##### ENTRIES SUPPLIED

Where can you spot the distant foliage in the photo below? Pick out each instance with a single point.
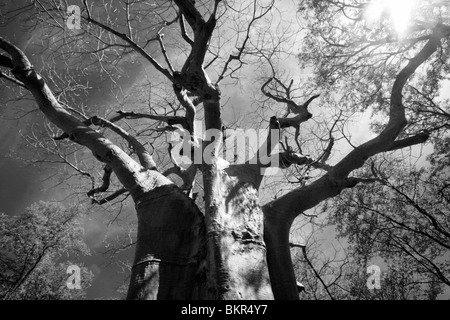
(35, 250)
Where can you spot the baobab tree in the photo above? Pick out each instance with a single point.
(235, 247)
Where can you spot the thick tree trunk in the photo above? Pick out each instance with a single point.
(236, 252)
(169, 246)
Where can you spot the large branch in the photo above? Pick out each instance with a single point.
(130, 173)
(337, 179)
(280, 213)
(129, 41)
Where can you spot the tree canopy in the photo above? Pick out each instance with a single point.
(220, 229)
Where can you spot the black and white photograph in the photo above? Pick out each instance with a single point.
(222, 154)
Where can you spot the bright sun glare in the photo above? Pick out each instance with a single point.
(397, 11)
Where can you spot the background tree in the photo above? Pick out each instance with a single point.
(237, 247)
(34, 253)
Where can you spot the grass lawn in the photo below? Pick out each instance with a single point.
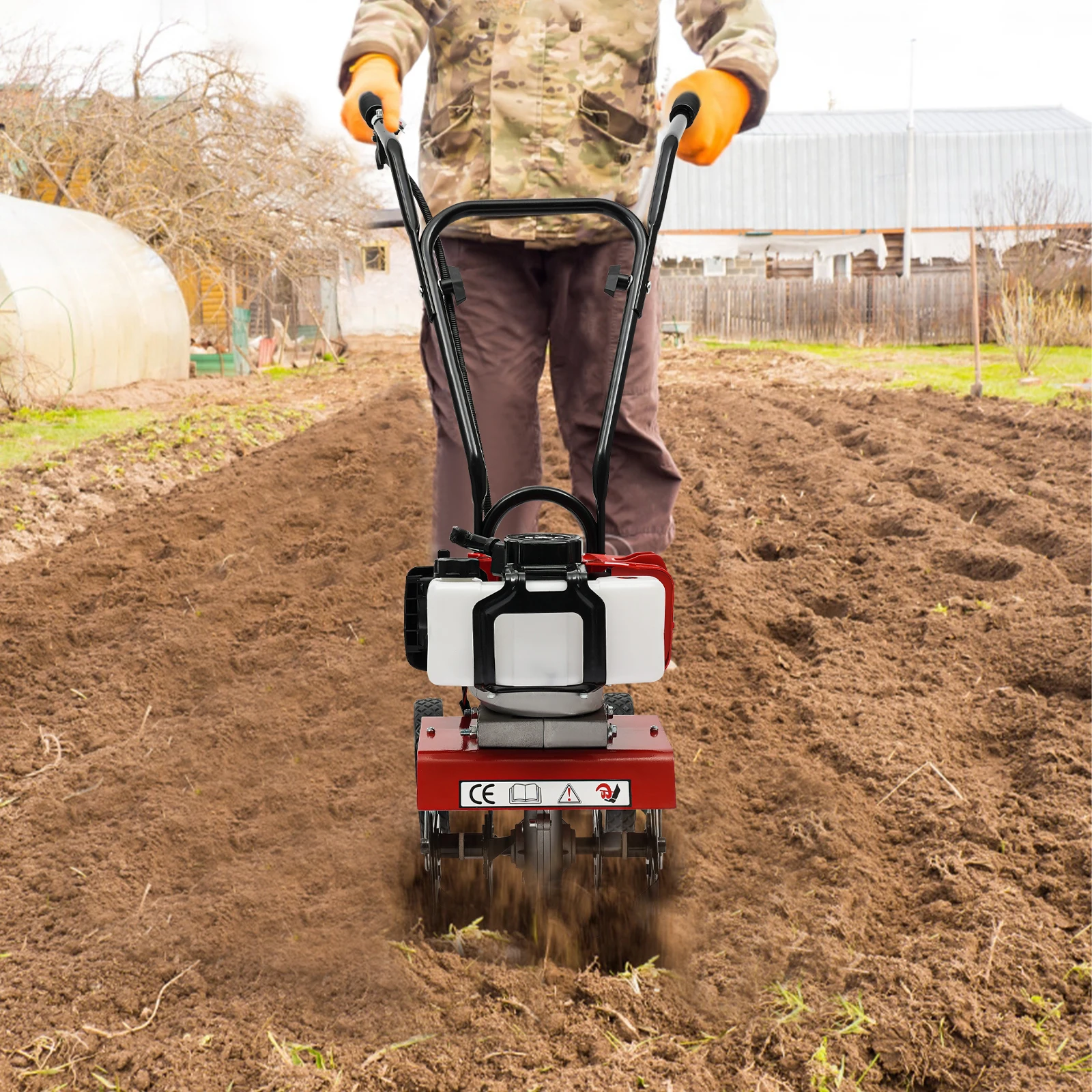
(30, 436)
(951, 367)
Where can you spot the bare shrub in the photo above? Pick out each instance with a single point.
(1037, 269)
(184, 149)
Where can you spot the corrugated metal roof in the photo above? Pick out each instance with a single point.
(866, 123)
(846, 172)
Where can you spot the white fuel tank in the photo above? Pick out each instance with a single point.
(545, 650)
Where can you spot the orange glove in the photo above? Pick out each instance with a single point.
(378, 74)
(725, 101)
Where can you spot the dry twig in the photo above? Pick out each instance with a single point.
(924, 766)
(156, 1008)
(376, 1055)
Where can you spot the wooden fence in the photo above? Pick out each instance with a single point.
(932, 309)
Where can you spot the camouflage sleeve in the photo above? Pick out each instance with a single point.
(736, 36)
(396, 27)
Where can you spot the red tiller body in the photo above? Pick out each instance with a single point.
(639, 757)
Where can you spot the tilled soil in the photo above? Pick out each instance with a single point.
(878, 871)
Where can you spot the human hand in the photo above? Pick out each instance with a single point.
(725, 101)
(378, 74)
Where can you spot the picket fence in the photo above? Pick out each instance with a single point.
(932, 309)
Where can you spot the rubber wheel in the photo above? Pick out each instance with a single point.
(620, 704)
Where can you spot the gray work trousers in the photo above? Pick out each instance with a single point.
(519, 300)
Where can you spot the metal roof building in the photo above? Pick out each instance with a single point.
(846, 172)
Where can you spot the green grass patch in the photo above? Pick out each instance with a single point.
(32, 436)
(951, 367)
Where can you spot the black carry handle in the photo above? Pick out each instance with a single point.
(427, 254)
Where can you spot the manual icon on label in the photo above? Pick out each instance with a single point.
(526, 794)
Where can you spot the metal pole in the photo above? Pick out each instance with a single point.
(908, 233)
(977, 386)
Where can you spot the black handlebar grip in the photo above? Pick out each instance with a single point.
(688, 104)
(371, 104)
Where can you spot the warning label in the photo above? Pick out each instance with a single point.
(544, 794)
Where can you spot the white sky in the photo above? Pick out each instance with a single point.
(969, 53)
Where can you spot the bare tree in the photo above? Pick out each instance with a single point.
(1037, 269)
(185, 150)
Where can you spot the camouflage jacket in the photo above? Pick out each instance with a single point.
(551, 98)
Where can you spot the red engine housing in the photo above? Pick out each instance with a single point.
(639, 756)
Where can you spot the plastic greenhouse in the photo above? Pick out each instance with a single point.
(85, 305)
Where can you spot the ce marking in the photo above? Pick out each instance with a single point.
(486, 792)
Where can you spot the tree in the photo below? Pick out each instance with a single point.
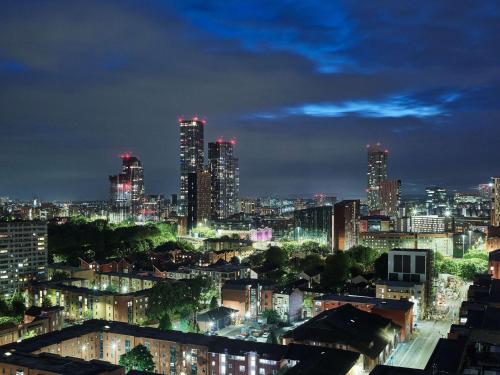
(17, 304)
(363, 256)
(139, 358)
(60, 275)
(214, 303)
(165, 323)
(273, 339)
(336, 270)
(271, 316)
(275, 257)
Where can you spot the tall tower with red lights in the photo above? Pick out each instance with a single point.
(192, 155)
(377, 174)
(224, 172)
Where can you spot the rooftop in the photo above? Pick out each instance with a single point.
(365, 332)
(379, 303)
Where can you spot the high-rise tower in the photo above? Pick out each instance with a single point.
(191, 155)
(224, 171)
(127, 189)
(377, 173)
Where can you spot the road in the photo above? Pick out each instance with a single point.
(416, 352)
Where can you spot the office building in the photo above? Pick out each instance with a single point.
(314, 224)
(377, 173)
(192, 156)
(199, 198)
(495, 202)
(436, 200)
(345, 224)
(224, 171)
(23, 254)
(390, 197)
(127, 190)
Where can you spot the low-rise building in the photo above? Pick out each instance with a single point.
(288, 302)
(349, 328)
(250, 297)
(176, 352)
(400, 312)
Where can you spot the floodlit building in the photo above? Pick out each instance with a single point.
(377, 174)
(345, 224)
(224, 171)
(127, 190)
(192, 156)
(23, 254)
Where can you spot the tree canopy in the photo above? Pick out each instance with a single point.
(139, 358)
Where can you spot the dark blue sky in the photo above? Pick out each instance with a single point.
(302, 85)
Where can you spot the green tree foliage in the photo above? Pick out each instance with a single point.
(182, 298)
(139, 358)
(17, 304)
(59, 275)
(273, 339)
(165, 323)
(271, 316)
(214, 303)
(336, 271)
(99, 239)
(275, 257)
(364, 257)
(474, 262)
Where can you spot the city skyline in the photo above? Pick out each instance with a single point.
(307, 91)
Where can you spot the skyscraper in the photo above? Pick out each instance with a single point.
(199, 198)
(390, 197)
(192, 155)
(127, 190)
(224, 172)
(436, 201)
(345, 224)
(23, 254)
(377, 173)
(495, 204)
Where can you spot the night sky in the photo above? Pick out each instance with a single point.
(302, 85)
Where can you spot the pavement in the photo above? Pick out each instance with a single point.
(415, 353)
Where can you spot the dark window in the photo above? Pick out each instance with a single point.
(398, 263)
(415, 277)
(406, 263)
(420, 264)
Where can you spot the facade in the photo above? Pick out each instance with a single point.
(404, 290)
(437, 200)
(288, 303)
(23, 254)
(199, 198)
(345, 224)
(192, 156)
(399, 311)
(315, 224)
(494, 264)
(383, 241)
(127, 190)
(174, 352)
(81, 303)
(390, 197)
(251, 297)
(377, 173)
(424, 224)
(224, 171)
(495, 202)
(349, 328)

##########

#### GOAL OF THE EXERCISE:
Copy out each record shown above without alteration, skipping any picture.

#### ANSWER FOR THIS EXERCISE:
Where can you spot the distant foliage in the photo below? Pick out each instance with a single point.
(35, 250)
Where can you spot the baobab tree in the photo above? Pick out each instance with a single point.
(235, 247)
Where can you spot the thick tree trunk in the photo above? Pick out each instance with a single point.
(236, 252)
(169, 246)
Where can you spot the large branch in the photo above? Pick out each instance with a single point.
(130, 173)
(337, 179)
(280, 213)
(129, 41)
Where can you spot the tree canopy in the photo above? Pick out each instance with a single point.
(220, 229)
Where can you spot the black and white photograph in the photo above? Pick out each instance with a single point.
(222, 154)
Where can you spot the bright sun glare in the photo above? Pick out each instance with a single point.
(397, 11)
Where can you spot the background tree in the photo above? Pick out each instance with a single point.
(237, 247)
(34, 253)
Where can you spot the grass lawn in the photo below? Pick out each instance with a single point.
(30, 436)
(951, 367)
Where can you spot the bare shrub in the photo above? Pick out each instance with a single point.
(1037, 269)
(184, 149)
Where can you spot the corrugated metal roof in the photo above? Pick out each instance with a single point.
(866, 123)
(846, 172)
Where can you spot the white fuel tank in the photo above? Pick out each instance with a single point.
(545, 650)
Where can you spot the orange glove in the photo above? Pick out each instance with a single point.
(378, 74)
(725, 101)
Where can you spot the dry twig in the photo above? Pick out each instance with a single point.
(924, 766)
(156, 1008)
(376, 1055)
Where can you spot the wooden fence in the photo above? Pick out each instance with a single point.
(932, 309)
Where can you spot the camouflage sleeve in the photo above? Pick out each instance with a single point.
(736, 36)
(396, 27)
Where can you spot the red tiller body in the photo above? Pick out each instance with a single point.
(639, 757)
Where can you spot the tilled soil in the photo above? Pick out each instance with a single point.
(878, 871)
Where can you spot the human hand in the photo above? Pick out each instance with a single point.
(725, 101)
(378, 74)
Where can you spot the picket fence in the photo above? Pick out each instance with a single point.
(932, 309)
Where can you spot the rubber wheel in the photo above? Pick out each instance with a single point.
(620, 704)
Where can you spot the gray work trousers in the photo above? Pick out each instance with a single point.
(519, 300)
Where can you spot the metal roof building in the photo above? Pick out each instance with a single point.
(846, 172)
Where can you spot the green grass patch in the photo above? Pick out each instance with a single point.
(32, 436)
(951, 367)
Where can you spot the black carry handle in the photo above? Pick out each instance with a single point.
(427, 254)
Where can you spot the manual icon on label in the photo above? Pick out each instance with a single point.
(526, 794)
Where can you spot the metal pole in the photo above? Pick out each instance with a single point.
(908, 233)
(977, 386)
Where can you spot the black handlebar grip in the photo above? Pick out each instance with a single point.
(688, 104)
(371, 104)
Where can you spot the warning label in the photo above? Pick out each instance with a single point.
(544, 794)
Where can you spot the white sky in the photo above? Pick out each instance with a single point.
(969, 53)
Where can you spot the bare tree in the photo above? Pick out each instance with a single point.
(1037, 269)
(185, 150)
Where can you spot the camouflage jacket in the photo above? Pick out each instance with a single point.
(551, 98)
Where can you spot the red engine housing in the photo above? Pick out each instance with a single point.
(639, 756)
Where can you spot the plastic greenhouse in the photo above? Pick out each instance with a single point.
(85, 305)
Where can you spot the ce marking in the photo above? Pick out each instance with a single point.
(486, 792)
Where can you spot the tree in the photo below? Pick out each instance with a single point.
(17, 304)
(363, 256)
(139, 358)
(60, 275)
(214, 303)
(165, 323)
(273, 339)
(336, 270)
(271, 316)
(275, 257)
Where can you spot the tall tower with red lights in the photo above? Pick out each instance with a single point.
(192, 155)
(377, 174)
(224, 172)
Where can you spot the rooftop in the photo above? Pick out each instance with a single point.
(365, 332)
(379, 303)
Where can you spot the high-rise tower in the photo above? Pick out each instance with a single point.
(191, 155)
(224, 171)
(127, 189)
(377, 173)
Where can you spot the road in the photo above? Pick out each instance with a single point.
(416, 352)
Where can you spot the office building in the photo above? Pick out each instance with a single point.
(314, 224)
(377, 173)
(192, 156)
(199, 198)
(495, 202)
(436, 200)
(345, 224)
(224, 171)
(23, 254)
(390, 197)
(127, 190)
Where can you spot the low-rise building in the photo above? Pick out each instance with a single point.
(288, 302)
(349, 328)
(250, 297)
(176, 352)
(400, 312)
Where can you spot the floodlit building in the photo above? Pick out each instance with a single point.
(377, 174)
(345, 224)
(224, 171)
(127, 190)
(192, 156)
(23, 254)
Where can you spot the tree canopy in the photo above? Pick out each instance with a single point.
(139, 358)
Where can you spot the dark blue sky in the photo above? Pick out each instance with a single point.
(302, 85)
Where can you spot the green tree foliage in the photo above? Pick out each instance with a single point.
(182, 298)
(139, 358)
(17, 304)
(59, 275)
(273, 339)
(165, 323)
(271, 316)
(214, 303)
(336, 271)
(99, 239)
(275, 257)
(364, 257)
(474, 262)
Where can you spot the city skyline in the photo above? Pick out each instance with a single point.
(307, 91)
Where can you spot the skyscraper in the photo above? Pick out each instance with a single point.
(199, 198)
(390, 197)
(192, 155)
(127, 190)
(224, 172)
(436, 201)
(345, 224)
(23, 254)
(377, 173)
(495, 204)
Where can you spot the night sky in the photo above? Pick out each instance with a single point.
(302, 85)
Where can you spot the pavement in the photo above? Pick out each instance with a single point.
(415, 353)
Where can you spot the dark window in the photo above? Pick out each instance with a single point.
(398, 263)
(415, 277)
(406, 263)
(420, 264)
Where can you spot the facade in the photo above? Pick out each instance with a single point.
(404, 290)
(437, 200)
(288, 303)
(23, 254)
(199, 198)
(345, 224)
(192, 156)
(399, 311)
(315, 224)
(494, 264)
(383, 241)
(127, 190)
(174, 352)
(81, 303)
(390, 197)
(251, 297)
(377, 173)
(424, 224)
(224, 171)
(495, 202)
(349, 328)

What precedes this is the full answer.